▶ **Work to do**:
Render the lines from the one containing "Using the image above, draw a bounding box around the deep" through the one containing "[0,358,614,550]" as a numbered list, leaving out any blank lines.

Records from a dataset

===

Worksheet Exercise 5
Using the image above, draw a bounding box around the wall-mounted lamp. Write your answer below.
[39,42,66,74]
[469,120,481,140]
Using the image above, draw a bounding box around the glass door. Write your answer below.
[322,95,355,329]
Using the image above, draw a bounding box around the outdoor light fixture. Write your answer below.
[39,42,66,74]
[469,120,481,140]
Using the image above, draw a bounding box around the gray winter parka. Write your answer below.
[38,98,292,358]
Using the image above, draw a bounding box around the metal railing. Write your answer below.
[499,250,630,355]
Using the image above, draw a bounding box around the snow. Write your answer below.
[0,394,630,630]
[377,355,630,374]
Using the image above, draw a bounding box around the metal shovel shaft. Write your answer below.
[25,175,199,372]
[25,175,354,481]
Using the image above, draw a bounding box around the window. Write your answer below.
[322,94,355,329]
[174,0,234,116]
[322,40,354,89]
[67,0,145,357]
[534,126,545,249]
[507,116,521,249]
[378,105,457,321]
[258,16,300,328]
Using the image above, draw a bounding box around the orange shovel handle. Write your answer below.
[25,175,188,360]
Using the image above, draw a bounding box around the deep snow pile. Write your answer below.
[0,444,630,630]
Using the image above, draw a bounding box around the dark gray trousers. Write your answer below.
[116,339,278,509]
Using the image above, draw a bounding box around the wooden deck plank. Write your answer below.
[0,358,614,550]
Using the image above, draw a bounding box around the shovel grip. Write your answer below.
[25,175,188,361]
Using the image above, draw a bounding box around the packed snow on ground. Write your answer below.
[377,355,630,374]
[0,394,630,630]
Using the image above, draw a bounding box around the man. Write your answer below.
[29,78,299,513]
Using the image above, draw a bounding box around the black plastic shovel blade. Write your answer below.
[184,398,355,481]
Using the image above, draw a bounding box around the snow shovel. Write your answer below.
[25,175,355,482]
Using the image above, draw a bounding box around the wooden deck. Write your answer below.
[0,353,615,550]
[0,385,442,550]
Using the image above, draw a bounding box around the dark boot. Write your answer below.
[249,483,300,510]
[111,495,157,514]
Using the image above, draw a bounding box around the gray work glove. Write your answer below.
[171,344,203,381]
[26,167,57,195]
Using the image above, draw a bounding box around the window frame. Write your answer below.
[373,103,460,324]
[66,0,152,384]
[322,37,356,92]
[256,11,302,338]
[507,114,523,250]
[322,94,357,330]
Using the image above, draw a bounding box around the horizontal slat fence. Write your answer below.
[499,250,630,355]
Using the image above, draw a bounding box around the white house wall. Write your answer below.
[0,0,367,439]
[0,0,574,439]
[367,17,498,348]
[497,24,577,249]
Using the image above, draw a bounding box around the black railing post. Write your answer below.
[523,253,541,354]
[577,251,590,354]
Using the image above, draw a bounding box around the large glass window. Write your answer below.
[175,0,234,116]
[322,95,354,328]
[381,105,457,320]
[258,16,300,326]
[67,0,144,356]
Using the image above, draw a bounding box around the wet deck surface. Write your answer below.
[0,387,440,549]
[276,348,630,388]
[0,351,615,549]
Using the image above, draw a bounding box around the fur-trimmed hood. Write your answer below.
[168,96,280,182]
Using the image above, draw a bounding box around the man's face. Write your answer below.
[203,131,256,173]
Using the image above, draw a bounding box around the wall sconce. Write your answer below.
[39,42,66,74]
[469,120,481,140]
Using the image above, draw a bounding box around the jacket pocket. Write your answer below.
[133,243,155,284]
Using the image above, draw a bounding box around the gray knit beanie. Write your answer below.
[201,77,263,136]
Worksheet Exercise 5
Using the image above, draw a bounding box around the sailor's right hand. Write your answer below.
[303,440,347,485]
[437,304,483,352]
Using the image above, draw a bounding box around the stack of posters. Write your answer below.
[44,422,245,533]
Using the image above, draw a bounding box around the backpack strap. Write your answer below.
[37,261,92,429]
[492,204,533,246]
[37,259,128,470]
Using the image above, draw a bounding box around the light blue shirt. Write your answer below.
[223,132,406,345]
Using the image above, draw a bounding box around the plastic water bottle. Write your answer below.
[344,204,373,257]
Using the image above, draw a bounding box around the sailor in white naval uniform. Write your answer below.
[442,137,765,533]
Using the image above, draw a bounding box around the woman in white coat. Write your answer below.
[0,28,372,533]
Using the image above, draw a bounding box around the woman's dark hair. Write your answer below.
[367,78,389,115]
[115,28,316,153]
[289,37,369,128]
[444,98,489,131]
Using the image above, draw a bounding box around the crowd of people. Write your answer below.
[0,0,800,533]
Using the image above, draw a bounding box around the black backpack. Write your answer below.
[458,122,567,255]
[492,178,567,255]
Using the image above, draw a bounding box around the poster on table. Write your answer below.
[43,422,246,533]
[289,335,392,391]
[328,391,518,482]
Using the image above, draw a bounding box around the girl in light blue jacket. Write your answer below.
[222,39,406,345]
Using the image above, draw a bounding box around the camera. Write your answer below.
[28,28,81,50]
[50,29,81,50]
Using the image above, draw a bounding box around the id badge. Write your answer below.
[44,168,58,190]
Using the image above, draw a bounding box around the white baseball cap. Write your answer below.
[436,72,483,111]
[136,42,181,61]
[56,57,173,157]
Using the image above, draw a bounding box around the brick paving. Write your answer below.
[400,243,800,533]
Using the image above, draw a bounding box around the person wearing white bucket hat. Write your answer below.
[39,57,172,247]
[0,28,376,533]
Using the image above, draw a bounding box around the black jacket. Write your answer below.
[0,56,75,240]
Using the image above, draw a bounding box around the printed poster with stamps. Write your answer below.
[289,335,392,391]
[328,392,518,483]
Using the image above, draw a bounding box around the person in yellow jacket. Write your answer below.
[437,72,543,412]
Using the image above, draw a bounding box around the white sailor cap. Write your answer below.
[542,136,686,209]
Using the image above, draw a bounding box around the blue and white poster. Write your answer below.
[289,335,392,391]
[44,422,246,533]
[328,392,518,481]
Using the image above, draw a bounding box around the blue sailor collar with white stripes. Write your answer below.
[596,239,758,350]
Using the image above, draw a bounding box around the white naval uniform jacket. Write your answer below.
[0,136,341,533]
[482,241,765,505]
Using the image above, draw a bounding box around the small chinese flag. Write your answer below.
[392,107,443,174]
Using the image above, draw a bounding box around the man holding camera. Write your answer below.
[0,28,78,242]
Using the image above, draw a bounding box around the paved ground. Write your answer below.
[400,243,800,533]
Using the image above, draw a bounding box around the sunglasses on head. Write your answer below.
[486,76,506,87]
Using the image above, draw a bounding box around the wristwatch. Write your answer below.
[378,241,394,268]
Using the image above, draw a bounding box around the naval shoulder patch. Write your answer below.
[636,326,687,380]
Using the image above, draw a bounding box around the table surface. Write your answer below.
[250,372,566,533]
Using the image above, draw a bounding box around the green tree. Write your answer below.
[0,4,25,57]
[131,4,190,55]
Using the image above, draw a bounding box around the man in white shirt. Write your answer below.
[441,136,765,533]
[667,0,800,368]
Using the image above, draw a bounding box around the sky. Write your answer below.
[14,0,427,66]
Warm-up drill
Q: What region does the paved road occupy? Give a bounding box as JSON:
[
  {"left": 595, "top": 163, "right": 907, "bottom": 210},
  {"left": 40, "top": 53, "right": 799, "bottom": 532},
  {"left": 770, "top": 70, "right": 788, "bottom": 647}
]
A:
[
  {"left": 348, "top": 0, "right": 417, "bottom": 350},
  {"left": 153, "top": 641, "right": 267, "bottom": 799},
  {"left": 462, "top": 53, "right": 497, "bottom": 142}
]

===

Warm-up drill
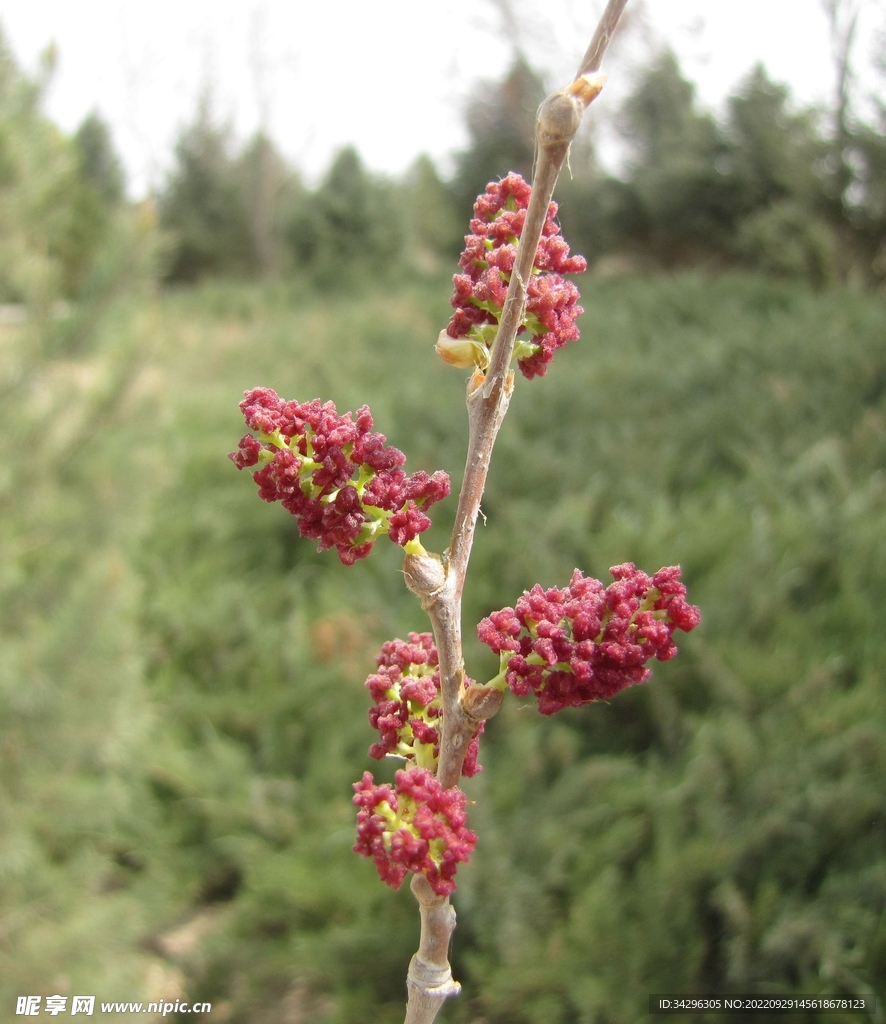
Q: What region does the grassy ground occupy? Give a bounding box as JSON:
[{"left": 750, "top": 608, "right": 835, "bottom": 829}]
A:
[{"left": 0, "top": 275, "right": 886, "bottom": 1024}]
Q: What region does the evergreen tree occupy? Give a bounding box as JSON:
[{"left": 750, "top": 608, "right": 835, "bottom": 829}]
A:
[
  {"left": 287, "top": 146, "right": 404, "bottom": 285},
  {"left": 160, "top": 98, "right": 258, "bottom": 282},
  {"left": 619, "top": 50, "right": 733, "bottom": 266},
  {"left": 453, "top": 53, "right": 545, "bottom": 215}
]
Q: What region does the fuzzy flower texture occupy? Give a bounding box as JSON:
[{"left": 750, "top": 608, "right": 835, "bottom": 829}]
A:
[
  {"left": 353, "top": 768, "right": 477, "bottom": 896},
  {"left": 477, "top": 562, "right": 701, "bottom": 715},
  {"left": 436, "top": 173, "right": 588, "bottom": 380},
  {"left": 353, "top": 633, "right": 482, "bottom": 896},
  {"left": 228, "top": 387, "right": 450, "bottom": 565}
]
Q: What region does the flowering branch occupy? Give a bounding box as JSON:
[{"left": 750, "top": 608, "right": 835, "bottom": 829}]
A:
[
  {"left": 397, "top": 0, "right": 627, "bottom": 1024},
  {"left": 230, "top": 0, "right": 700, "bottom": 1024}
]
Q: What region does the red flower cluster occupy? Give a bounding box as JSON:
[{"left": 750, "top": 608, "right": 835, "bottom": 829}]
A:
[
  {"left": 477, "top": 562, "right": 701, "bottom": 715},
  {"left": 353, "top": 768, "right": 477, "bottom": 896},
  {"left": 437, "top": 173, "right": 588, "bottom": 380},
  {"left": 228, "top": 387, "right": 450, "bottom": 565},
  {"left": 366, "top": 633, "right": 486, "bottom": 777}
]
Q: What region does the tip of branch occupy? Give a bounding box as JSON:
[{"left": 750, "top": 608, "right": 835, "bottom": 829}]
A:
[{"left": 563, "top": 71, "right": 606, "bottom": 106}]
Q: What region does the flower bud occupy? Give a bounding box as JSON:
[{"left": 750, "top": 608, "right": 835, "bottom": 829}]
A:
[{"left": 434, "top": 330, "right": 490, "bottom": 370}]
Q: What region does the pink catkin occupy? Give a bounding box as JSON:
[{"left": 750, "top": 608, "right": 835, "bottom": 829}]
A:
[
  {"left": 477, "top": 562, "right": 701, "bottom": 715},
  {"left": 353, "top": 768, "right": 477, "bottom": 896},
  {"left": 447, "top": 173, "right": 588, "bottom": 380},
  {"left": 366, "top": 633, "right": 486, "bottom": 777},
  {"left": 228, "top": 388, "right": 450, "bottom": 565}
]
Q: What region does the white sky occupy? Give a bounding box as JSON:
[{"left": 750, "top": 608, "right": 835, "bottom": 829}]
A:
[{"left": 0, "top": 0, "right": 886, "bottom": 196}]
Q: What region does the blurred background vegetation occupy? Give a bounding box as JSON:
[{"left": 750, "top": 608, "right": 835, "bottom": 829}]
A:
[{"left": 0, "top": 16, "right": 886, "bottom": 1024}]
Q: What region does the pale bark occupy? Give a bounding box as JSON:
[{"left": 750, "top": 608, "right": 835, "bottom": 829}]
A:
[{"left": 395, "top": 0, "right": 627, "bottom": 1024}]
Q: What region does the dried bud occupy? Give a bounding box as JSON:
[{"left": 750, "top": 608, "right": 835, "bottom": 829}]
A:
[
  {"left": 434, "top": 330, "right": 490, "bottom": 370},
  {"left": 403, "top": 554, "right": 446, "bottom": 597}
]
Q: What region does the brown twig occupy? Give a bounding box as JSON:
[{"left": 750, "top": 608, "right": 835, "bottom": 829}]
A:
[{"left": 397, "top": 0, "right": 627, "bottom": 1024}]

===

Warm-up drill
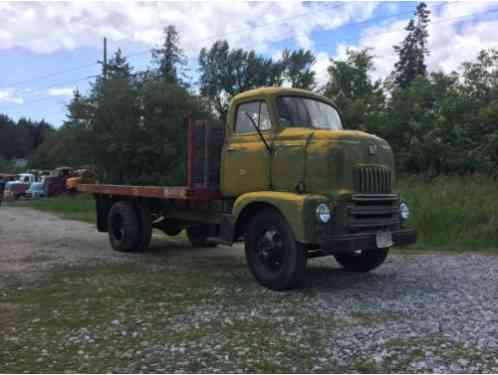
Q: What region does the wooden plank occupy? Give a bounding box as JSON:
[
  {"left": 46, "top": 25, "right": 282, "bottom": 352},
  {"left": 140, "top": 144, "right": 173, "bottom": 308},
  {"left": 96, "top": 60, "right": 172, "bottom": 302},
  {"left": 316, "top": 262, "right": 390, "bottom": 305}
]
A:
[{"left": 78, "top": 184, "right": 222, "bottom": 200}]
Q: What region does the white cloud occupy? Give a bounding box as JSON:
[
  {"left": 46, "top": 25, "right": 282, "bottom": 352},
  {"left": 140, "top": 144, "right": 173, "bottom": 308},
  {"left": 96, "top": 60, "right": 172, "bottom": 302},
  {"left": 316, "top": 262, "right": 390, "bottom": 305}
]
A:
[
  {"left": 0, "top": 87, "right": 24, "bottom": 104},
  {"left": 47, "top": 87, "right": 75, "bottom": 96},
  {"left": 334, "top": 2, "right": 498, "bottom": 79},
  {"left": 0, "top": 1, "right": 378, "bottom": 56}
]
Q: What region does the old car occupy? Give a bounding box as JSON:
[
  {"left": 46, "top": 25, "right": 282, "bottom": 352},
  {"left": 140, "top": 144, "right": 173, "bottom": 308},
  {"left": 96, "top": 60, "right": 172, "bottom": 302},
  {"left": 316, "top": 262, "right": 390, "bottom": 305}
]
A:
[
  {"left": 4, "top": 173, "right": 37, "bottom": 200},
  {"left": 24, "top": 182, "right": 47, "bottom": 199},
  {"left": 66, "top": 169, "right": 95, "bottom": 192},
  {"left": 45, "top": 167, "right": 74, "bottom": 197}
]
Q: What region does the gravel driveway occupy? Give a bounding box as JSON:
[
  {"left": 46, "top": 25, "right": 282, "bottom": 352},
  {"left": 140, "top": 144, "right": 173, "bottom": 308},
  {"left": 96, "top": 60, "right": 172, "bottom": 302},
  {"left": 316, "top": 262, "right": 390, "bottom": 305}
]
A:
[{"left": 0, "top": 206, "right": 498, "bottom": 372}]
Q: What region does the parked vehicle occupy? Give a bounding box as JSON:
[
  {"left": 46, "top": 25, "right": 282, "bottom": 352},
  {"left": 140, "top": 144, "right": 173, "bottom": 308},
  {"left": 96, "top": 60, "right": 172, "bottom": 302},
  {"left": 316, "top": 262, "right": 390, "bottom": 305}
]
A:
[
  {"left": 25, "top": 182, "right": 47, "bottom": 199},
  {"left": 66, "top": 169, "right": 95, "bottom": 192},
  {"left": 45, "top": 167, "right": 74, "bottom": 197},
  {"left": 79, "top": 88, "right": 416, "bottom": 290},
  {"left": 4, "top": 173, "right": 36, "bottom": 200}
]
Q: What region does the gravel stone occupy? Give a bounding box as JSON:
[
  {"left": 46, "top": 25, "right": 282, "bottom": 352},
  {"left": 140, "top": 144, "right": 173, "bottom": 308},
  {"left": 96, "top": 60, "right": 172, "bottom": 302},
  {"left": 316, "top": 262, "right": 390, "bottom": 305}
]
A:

===

▶ **Exercise answer**:
1. Using the image above, draw a bounding box around the deep snow pile. Write your answer below.
2. [0,444,630,630]
3. Using the image above, draw a bounding box around the dark gray trousers. Write your answer below.
4. [116,339,278,509]
5. Using the image above, draw a bounding box around the wooden deck plank. Write your answer below.
6. [0,358,614,550]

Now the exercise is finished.